Pacific Air Cargo transports vaccines to American Samoa

Los Angeles-based Pacific Air Cargo transported its first shipment of the Pfizer COVID-19 vaccine to American Samoa’s capital Pago Pago (PPG) from Honolulu (HNL) on Dec. 12, the carrier confirmed to Air Cargo World.

Pacific Air Cargo Flight

Pacific Air added it expects additional shipments into Honolulu this week, and to continue shipping to Pago Pago and into Guam. As a regular cargo operator to American Samoa, Pacific Air transports medicine there “on a weekly basis,” according to CEO Tanja Janfruechte.

Before the pandemic, Pacific Air’s operations included six weekly round-trip flights between Los Angeles (LAX) and HNL using a Kalitta-owned and operated 747 freighter. Pacific Air also partners with Asia Pacific Airlines, which operates the weekly 757 freighter service between HNL and PPG for Pacific Air. The carrier’s service to Guam and Hawaii’s outer islands are via interline agreements, said Janfruechte.

== Work item A ==
In the Pacific Air Cargo article, recast the paragraph beginning "Before the pandemic" as a brief bulleted list that keeps its main facts.
== Work item B ==
Output the passage of the Pacific Air Cargo article starting with "Pacific Air Cargo transports" and going on through "CEO Tanja Janfruechte.".
== Work item C ==
Answer these questions from the Pacific Air Cargo article:
(i) From which city did the first vaccine shipment to Pago Pago depart?
(ii) How often does Pacific Air transport medicine to American Samoa?
(iii) Which airline operates the 757 freighter service between HNL and PPG for Pacific Air?

== Dataset records ==
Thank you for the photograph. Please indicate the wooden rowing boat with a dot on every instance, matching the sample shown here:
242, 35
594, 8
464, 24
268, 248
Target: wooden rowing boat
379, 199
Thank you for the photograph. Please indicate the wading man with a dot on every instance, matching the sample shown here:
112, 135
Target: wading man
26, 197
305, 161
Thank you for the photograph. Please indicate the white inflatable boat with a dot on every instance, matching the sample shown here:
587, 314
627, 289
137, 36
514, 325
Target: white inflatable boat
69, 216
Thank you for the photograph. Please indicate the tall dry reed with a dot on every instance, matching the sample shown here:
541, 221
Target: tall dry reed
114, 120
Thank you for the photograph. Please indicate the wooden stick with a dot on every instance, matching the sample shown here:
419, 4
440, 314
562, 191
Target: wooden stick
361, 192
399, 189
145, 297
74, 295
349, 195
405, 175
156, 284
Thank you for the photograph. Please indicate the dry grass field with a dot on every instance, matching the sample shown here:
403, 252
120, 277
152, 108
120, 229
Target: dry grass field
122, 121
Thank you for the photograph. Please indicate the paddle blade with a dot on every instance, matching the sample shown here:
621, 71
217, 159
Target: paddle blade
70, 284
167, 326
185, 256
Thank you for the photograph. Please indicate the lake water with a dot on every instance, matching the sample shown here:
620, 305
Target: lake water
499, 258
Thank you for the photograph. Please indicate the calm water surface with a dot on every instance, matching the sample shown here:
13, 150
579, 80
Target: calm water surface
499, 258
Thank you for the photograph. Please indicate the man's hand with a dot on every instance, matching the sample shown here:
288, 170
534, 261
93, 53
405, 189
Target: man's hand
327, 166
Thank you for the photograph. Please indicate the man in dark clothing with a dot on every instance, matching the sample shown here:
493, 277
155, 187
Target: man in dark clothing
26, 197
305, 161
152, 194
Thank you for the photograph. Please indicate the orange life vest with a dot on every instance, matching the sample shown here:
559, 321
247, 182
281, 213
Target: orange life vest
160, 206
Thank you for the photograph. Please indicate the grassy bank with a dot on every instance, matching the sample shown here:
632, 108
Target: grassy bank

== Task solution A ==
- Before the pandemic: six weekly round-trip flights between Los Angeles (LAX) and HNL on a 747 freighter owned and operated by Kalitta
- Partner Asia Pacific Airlines operates the weekly 757 freighter service between HNL and PPG for Pacific Air
- Service to Guam and Hawaii's outer islands runs through interline agreements, according to Janfruechte

== Task solution B ==
Pacific Air Cargo transports vaccines to American Samoa

Los Angeles-based Pacific Air Cargo transported its first shipment of the Pfizer COVID-19 vaccine to American Samoa’s capital Pago Pago (PPG) from Honolulu (HNL) on Dec. 12, the carrier confirmed to Air Cargo World.

Pacific Air Cargo Flight

Pacific Air added it expects additional shipments into Honolulu this week, and to continue shipping to Pago Pago and into Guam. As a regular cargo operator to American Samoa, Pacific Air transports medicine there “on a weekly basis,” according to CEO Tanja Janfruechte.

== Task solution C ==
(i) Honolulu (HNL)
(ii) Weekly
(iii) Asia Pacific Airlines